Requirements: Copy out the rows word for word, starting with the line that contains "Query: bare dirt yard" and continuing through the last line of the rows.

Source rows
* begin *

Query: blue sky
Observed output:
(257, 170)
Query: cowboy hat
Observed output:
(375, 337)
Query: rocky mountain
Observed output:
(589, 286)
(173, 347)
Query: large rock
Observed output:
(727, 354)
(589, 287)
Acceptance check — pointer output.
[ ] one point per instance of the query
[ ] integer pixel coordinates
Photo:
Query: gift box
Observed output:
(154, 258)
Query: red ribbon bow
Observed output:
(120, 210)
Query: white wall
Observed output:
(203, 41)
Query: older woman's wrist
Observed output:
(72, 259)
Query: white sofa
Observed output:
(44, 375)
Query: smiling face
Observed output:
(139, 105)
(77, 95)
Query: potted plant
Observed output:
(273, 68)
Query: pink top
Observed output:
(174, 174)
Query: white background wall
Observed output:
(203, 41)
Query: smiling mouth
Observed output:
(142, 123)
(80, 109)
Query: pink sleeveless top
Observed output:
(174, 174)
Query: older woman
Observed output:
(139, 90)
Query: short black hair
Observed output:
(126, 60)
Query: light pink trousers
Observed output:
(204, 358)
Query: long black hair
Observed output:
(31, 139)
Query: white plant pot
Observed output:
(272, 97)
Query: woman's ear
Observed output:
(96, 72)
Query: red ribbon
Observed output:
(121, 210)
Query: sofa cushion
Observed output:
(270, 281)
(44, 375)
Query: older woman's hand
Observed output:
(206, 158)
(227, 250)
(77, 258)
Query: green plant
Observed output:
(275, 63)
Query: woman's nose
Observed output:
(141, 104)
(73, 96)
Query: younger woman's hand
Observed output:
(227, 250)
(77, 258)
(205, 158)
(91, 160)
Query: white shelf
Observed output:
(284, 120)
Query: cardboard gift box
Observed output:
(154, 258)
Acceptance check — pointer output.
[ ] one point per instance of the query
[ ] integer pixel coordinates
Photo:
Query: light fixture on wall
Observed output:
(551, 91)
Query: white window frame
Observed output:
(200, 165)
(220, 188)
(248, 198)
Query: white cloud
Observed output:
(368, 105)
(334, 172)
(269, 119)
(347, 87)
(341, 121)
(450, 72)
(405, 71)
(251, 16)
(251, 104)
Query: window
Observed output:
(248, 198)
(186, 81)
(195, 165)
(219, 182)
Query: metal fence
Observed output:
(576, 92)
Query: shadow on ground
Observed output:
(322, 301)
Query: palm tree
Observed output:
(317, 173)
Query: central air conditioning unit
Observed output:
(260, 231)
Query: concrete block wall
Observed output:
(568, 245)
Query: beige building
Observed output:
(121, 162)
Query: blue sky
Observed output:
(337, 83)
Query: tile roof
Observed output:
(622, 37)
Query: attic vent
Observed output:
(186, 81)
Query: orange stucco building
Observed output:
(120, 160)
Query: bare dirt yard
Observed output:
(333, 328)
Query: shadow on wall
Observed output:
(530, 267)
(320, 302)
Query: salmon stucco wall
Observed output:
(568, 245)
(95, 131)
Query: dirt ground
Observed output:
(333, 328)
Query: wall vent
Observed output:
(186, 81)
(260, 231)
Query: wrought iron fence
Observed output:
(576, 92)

* end *

Solution to the exercise:
Query: bare dirt yard
Observed output:
(333, 328)
Query: shadow on wall
Observed output:
(530, 267)
(320, 302)
Query: salmon stucco wall
Observed output:
(568, 245)
(95, 131)
Query: dirt ground
Observed output:
(333, 328)
Query: wall vent
Observed output:
(186, 81)
(260, 231)
Query: wrought iron fence
Observed output:
(576, 92)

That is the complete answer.